- _Passage provided_:

This section covers the architecture of the Union.ai data plane.
It provides an overview of the components and their interactions within the system.
Understanding the architecture is crucial for effectively deploying and managing your Union.ai cluster.

=== PAGE: https://www.union.ai/docs/v2/union/deployment/selfmanaged/architecture/overview ===

# Overview

The Union.ai architecture consists of two components, referred to as planes — the control plane and the data plane.

![](../../../_static/images/deployment/architecture.svg)

## Control plane

The control plane:
  * Runs within the Union.ai AWS account.
  * Provides the user interface through which users can access authentication, authorization, observation, and management functions.
  * Is responsible for placing executions onto data plane clusters and performing other cluster control and management functions.

## Data plane

Union.ai operates one control plane for each supported region, which supports all data planes within that region. You can choose the region in which to locate your data plane. Currently, Union.ai supports the `us-west`, `us-east`, `eu-west`, and `eu-central` regions, and more are being added.

### Data plane nodes

Worker nodes are responsible for executing your workloads. You have full control over the configuration of your worker nodes. When worker nodes are not in use, they automatically scale down to the configured minimum.

## Union.ai operator

The Union.ai hybrid architecture lets you maintain ultimate ownership and control of your data and compute infrastructure while enabling Union.ai to handle the details of managing that infrastructure.

Management of the data plane is mediated by a dedicated operator (the Union.ai operator) resident on that plane.
This operator is designed to perform its functions with only the very minimum set of required permissions.
It allows the control plane to spin up and down clusters and provides Union.ai's support engineers with access to system-level logs and the ability to apply changes as per customer requests.
It _does not_ provide direct access to secrets or data.

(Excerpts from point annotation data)
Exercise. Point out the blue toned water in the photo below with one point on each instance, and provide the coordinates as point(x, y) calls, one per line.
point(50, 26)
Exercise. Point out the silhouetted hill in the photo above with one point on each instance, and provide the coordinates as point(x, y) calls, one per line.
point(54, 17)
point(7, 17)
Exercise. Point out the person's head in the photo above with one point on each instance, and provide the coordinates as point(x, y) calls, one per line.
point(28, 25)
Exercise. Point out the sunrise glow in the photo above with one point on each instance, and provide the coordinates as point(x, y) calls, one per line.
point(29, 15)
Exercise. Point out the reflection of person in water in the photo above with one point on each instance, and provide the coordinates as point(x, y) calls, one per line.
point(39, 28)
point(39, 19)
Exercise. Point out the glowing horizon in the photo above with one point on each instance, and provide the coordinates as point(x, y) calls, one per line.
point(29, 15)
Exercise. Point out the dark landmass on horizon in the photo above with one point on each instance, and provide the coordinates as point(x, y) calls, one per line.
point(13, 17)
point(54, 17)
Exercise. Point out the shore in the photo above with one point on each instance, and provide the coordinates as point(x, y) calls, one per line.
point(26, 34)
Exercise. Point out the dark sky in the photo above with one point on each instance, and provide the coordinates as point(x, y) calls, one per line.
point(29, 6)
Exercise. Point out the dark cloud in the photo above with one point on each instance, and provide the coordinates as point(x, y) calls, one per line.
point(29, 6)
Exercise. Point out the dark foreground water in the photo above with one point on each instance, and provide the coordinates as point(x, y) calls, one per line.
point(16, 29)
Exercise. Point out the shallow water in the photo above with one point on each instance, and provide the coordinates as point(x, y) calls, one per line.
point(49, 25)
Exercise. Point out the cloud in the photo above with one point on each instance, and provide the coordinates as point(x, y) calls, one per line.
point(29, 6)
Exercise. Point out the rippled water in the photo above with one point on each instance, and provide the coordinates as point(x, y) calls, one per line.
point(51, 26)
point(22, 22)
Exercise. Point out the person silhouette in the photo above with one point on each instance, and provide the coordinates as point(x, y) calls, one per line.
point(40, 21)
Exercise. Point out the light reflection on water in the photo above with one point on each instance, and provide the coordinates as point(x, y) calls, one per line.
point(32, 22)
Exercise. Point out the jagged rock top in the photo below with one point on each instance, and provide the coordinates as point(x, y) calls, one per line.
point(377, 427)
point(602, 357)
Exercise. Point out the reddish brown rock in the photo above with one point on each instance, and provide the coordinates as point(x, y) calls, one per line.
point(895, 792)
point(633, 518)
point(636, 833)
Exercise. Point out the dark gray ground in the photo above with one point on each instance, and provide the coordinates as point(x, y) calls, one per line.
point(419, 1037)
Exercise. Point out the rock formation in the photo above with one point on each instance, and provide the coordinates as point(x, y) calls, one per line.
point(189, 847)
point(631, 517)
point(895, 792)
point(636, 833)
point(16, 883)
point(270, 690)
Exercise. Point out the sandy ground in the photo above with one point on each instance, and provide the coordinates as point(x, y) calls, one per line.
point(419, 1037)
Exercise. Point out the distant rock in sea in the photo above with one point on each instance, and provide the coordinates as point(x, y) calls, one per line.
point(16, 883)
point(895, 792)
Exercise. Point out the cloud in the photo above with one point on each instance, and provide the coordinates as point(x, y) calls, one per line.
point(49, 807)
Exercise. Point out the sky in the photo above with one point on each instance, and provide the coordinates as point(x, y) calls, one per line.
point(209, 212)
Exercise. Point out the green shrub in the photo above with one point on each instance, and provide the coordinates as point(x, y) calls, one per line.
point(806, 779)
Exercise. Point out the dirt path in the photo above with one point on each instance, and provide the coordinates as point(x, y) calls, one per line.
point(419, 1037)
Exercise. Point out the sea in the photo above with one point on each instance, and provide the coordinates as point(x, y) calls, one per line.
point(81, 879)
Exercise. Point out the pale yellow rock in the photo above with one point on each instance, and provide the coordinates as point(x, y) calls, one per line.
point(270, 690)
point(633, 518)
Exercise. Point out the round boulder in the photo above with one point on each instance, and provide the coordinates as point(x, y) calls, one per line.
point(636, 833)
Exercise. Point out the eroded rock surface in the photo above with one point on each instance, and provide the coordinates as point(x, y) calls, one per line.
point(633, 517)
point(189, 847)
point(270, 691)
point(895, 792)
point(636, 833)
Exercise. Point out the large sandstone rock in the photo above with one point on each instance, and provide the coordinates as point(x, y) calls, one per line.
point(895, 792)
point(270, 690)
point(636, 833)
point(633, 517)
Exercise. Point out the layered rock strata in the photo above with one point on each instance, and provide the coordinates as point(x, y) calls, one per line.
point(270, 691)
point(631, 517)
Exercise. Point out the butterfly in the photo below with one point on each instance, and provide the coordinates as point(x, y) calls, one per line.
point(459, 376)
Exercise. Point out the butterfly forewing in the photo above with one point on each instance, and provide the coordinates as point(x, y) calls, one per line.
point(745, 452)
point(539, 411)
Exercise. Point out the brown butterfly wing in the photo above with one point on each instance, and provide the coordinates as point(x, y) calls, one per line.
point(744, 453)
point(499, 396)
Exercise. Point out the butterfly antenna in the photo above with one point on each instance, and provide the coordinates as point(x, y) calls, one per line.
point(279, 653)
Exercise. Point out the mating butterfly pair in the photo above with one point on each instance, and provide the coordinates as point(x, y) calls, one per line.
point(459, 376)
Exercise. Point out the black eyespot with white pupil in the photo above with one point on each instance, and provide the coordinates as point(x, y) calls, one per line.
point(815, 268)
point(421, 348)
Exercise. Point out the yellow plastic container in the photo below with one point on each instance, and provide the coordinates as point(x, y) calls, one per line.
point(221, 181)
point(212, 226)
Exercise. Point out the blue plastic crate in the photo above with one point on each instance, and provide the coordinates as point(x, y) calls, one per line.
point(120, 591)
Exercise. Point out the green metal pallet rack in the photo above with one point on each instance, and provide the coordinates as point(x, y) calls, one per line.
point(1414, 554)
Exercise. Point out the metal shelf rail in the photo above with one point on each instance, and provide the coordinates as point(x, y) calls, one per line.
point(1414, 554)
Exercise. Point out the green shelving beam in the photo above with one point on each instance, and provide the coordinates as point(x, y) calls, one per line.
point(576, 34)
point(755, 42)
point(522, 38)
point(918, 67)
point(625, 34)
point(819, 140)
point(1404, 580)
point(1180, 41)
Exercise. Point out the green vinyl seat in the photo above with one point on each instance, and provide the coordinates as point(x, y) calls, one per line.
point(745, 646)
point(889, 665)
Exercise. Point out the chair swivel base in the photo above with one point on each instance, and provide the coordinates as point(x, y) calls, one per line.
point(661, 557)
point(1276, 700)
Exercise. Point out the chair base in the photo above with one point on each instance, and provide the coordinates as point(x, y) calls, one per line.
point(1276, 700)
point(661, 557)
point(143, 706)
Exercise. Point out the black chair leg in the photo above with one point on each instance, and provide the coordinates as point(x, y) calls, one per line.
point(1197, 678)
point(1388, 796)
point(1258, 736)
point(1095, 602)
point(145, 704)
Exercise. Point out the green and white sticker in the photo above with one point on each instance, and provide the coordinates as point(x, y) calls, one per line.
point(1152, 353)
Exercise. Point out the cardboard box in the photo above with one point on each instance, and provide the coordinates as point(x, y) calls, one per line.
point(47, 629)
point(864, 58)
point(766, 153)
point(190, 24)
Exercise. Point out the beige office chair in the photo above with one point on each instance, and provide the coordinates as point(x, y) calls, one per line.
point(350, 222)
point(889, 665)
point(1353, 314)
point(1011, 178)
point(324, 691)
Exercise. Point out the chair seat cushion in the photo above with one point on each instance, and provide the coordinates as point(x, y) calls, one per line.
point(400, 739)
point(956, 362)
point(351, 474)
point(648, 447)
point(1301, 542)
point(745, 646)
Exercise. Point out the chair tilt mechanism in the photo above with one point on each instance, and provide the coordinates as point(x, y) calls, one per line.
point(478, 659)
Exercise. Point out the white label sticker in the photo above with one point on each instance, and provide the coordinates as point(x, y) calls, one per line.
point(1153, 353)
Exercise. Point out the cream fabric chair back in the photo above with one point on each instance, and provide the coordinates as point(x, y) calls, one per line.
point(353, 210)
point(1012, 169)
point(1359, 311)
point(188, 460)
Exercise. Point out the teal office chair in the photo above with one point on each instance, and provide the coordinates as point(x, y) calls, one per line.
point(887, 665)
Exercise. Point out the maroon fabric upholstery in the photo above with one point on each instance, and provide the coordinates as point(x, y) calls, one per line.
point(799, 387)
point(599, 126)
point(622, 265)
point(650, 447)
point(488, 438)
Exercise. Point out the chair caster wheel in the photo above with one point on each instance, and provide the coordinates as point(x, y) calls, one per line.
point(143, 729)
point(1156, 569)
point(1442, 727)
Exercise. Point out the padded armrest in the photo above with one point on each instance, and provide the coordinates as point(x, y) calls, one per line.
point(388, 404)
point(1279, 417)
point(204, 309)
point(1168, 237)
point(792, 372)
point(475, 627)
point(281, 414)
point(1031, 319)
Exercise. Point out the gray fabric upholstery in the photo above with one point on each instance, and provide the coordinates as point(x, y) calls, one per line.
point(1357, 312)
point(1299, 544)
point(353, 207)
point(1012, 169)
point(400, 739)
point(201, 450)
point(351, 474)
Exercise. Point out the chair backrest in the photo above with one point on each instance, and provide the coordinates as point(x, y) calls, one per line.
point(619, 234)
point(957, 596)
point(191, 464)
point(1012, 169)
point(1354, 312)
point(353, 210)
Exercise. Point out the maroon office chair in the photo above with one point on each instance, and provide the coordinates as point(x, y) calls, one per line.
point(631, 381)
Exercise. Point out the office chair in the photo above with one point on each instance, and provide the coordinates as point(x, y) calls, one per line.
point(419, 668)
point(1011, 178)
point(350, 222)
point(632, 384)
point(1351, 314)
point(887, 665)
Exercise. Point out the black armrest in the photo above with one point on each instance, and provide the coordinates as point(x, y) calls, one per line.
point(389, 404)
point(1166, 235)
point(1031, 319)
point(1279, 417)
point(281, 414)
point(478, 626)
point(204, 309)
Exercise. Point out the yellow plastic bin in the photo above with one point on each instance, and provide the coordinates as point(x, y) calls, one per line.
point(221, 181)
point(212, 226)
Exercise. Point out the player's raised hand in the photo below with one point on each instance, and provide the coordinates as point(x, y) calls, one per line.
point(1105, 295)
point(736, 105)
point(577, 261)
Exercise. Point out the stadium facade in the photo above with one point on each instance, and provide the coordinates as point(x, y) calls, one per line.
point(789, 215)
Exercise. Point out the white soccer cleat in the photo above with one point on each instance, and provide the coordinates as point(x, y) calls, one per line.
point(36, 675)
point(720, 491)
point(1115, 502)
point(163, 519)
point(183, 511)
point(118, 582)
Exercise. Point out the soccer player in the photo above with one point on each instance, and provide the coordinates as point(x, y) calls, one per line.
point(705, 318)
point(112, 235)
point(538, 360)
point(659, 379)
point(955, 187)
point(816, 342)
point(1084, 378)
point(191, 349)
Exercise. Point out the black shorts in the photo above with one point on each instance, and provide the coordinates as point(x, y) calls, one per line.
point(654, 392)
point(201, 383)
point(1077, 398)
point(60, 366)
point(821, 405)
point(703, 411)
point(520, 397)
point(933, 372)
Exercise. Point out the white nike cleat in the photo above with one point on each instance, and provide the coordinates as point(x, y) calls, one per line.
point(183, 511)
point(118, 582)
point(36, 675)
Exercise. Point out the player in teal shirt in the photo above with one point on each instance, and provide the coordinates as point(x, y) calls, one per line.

- _Directions for this task_: Reproduce word for word everything in the Union.ai architecture text from "Union.ai operates one" down to "managing that infrastructure.".

- _Output for this task_:
Union.ai operates one control plane for each supported region, which supports all data planes within that region. You can choose the region in which to locate your data plane. Currently, Union.ai supports the `us-west`, `us-east`, `eu-west`, and `eu-central` regions, and more are being added.

### Data plane nodes

Worker nodes are responsible for executing your workloads. You have full control over the configuration of your worker nodes. When worker nodes are not in use, they automatically scale down to the configured minimum.

## Union.ai operator

The Union.ai hybrid architecture lets you maintain ultimate ownership and control of your data and compute infrastructure while enabling Union.ai to handle the details of managing that infrastructure.